MATERIAL SUPPLIED:

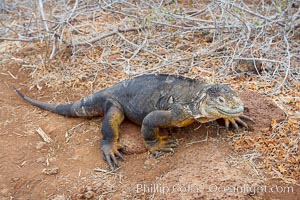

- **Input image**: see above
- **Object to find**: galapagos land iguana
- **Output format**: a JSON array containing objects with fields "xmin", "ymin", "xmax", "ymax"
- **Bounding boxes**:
[{"xmin": 15, "ymin": 74, "xmax": 254, "ymax": 170}]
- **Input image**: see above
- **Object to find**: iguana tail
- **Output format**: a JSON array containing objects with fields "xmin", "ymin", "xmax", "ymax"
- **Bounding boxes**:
[{"xmin": 14, "ymin": 87, "xmax": 103, "ymax": 117}]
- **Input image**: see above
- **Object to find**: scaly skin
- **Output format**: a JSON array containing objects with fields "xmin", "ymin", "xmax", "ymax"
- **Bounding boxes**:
[{"xmin": 15, "ymin": 74, "xmax": 253, "ymax": 170}]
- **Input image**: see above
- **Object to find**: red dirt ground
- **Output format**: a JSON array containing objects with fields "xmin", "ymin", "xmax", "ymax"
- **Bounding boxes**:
[{"xmin": 0, "ymin": 65, "xmax": 300, "ymax": 200}]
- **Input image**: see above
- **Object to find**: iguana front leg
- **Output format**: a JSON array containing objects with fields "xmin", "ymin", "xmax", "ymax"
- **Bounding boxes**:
[
  {"xmin": 101, "ymin": 102, "xmax": 124, "ymax": 171},
  {"xmin": 224, "ymin": 115, "xmax": 255, "ymax": 129},
  {"xmin": 142, "ymin": 110, "xmax": 184, "ymax": 155}
]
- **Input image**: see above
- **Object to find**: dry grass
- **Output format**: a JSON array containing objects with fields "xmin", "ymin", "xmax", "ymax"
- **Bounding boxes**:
[{"xmin": 0, "ymin": 0, "xmax": 300, "ymax": 184}]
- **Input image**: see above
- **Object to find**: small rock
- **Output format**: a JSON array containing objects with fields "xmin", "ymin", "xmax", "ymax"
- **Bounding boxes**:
[
  {"xmin": 84, "ymin": 191, "xmax": 95, "ymax": 199},
  {"xmin": 42, "ymin": 167, "xmax": 59, "ymax": 175},
  {"xmin": 50, "ymin": 195, "xmax": 66, "ymax": 200},
  {"xmin": 35, "ymin": 142, "xmax": 47, "ymax": 150}
]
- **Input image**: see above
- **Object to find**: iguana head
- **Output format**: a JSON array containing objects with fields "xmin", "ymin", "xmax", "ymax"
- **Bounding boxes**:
[{"xmin": 199, "ymin": 84, "xmax": 244, "ymax": 120}]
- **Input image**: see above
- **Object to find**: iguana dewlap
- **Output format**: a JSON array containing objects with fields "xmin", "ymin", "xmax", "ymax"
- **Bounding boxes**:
[{"xmin": 16, "ymin": 74, "xmax": 253, "ymax": 170}]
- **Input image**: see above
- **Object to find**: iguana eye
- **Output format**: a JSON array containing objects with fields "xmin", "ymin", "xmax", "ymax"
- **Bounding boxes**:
[{"xmin": 218, "ymin": 97, "xmax": 225, "ymax": 104}]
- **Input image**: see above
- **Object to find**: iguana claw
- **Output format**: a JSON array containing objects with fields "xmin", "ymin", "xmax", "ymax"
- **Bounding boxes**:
[
  {"xmin": 146, "ymin": 136, "xmax": 178, "ymax": 158},
  {"xmin": 101, "ymin": 144, "xmax": 124, "ymax": 171},
  {"xmin": 224, "ymin": 115, "xmax": 255, "ymax": 130}
]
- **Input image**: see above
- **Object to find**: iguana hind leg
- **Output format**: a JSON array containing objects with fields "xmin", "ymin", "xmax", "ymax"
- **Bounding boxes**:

GOAL OF THE EXERCISE: How many lines in the rows above contain the string "find"? Case counts, so count only exact-case matches, and reply with the number alone.

ANSWER TO THIS PROBLEM: 12